=== Extract ===

I have served as a team lead in this ongoing public art project. There are 8 teams each comprised of 10-12 public participants, some identifying as artists and some not. Each team is creating two 5’ x 10’ semicircle panels that will be inserted into vaults in a public structure in the Cleveland Metroparks.

Artwork for the panels is made using the marquetry technique , where imagery is created from thin wood veneer (walnut, cherry, and maple). All content centers around the theme of home. Over 100 participants will be involved in the creation of these panels.

Made at Soulcraft CLE as part of the ‘Forum’ public art project with LAND studio, structure designed by Studio Weave.

This page will be updated as the project progresses.

Panel 1

For my team’s first panel, we created a piece using symbolic imagery, largely from nature, as a way to explore the idea of ‘home’. We thought about all the ways home can be interpreted and experienced: as a physical place, as family, as friends and neighbors, as nature, as nourishment and food, as sanctuary or refuge, as support, as belonging and connection, as respect and love, as memory, as grief and loss, as the things we carry, as comfort and healing.

===

Tasks for this exercise:
1) According to the marquetry project description, which woods are the veneers made from?
2) Continue the marquetry panel project description after its last sentence.
The rows that follow come from a separate source.

=== Provided records ===

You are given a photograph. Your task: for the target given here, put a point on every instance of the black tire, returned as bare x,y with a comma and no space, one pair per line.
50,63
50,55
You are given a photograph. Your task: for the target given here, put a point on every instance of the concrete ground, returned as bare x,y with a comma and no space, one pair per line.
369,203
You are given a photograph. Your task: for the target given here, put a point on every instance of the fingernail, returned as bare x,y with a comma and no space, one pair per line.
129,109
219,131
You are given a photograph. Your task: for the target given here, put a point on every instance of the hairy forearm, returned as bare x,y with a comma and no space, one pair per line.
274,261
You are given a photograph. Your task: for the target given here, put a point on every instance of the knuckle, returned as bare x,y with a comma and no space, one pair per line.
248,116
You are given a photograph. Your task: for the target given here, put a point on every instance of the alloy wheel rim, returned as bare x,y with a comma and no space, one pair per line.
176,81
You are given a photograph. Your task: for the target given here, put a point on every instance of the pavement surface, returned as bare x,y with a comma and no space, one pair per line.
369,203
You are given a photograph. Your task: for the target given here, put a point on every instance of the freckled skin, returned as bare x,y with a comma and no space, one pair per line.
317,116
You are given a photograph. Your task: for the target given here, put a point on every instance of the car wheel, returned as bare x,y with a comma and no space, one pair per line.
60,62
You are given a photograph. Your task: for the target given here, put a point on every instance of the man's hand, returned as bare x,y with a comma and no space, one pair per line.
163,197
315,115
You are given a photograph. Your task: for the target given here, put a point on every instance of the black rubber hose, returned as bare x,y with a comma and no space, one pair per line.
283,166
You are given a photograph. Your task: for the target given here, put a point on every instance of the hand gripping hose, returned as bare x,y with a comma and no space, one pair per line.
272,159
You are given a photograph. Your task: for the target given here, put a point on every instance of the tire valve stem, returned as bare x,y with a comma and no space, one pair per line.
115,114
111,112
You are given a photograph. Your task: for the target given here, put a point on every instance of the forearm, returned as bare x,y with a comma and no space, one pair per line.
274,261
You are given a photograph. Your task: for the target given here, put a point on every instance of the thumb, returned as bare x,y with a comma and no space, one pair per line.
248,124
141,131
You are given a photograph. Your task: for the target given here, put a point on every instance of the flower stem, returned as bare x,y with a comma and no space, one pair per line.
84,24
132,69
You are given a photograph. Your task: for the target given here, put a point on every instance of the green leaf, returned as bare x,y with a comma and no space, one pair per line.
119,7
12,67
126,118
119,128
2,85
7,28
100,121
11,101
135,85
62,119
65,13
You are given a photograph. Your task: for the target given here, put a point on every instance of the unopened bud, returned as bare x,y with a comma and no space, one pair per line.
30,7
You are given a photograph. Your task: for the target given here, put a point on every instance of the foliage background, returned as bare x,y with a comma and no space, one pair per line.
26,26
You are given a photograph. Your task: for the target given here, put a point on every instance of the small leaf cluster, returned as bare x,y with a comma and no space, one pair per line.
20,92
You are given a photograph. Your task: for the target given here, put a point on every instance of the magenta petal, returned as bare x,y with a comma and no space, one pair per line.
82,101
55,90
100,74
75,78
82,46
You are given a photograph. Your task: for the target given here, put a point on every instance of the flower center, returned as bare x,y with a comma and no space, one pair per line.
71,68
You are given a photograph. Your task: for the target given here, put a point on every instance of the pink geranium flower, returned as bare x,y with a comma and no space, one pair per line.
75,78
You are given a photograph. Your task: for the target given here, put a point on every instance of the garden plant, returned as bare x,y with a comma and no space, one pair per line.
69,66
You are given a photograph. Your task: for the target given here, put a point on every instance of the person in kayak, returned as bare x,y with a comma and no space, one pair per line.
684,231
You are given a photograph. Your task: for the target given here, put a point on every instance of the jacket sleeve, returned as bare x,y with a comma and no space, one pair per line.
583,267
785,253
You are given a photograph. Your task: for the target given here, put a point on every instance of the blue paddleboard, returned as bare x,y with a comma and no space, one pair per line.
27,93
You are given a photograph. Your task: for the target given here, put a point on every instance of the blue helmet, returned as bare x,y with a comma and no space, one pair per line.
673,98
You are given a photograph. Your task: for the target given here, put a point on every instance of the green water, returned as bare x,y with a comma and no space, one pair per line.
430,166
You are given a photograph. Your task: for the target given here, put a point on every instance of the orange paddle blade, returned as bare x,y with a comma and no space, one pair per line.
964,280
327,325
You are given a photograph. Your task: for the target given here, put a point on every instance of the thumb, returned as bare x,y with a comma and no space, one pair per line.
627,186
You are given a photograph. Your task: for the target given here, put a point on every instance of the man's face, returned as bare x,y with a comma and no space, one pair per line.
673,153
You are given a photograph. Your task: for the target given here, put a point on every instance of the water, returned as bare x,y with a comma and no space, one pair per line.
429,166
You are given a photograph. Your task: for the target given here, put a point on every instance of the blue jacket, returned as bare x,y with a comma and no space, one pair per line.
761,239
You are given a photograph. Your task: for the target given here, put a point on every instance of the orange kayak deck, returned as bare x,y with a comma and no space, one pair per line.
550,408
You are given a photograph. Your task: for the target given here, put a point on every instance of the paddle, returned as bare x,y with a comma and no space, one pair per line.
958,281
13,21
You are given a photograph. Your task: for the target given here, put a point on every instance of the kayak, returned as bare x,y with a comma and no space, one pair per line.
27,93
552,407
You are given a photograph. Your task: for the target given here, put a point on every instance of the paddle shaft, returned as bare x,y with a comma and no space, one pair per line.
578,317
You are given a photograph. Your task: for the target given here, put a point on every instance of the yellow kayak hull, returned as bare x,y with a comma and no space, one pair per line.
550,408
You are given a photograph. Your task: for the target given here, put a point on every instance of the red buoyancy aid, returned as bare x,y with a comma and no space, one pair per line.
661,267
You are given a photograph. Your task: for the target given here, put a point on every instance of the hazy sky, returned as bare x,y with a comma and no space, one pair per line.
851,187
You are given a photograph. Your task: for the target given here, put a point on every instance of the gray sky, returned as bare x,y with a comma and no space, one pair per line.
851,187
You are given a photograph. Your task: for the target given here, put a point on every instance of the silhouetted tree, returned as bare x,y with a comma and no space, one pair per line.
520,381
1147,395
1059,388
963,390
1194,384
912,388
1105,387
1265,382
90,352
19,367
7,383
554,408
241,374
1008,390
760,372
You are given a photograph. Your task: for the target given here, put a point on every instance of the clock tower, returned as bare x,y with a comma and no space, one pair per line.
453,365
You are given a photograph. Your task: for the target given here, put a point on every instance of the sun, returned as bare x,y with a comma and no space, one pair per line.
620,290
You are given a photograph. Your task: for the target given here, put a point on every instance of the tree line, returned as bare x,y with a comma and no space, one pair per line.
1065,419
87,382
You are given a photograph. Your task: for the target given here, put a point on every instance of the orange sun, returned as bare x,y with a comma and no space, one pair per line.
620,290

===

Answers to the problems:
1) Walnut, cherry, and maple.

2)
I had brought some concepts to the table as a jumping off point at our initial team meeting and we collectively decided to go with a turtle as the core of this panel. The turtle inherently speaks to the theme of ‘home’ as it caries its home with it wherever it goes. The turtle is seen as a symbol of longevity, patience, wisdom and stability. We also appreciated that, sometimes like home, the turtle is seen as sedentary but is known to migrate long distances. There are also numerous cross-cultural myths of the turtle carrying the world on it’s back (Hindu, Chinese, NE Woodland Indigenous American). In response to these stories, John Locke asked ‘but what supports the turtle?’. This question tied in directly with our previous discussions of what home is and helped us to think more deeply think about the symbols we were including.

We incorporated an older and younger (perhaps parent and child) turtle to speak to the role of family and generational guidance. After our initial discussions, I incorporated visuals to the overall design from team members’ input (mountains, heart, roots, plants with symbolic significance). The central plants that the turtles are eating represent both literal nourishment through food and the metaphorical nourishment to the heart that home brings. All plants depicted are heavily symbolic, reflecting feelings about home generated in our group discussion: jasmine (respect, tranquility, trust, unconditional love), campanula (gratitude), wisteria (welcome), ylang ylang (neverending love), and ambrosia (reciprocated love). In recognizing that not all homes are loving, we included the aloe plant also (symbolizing grief, healing, and soothing).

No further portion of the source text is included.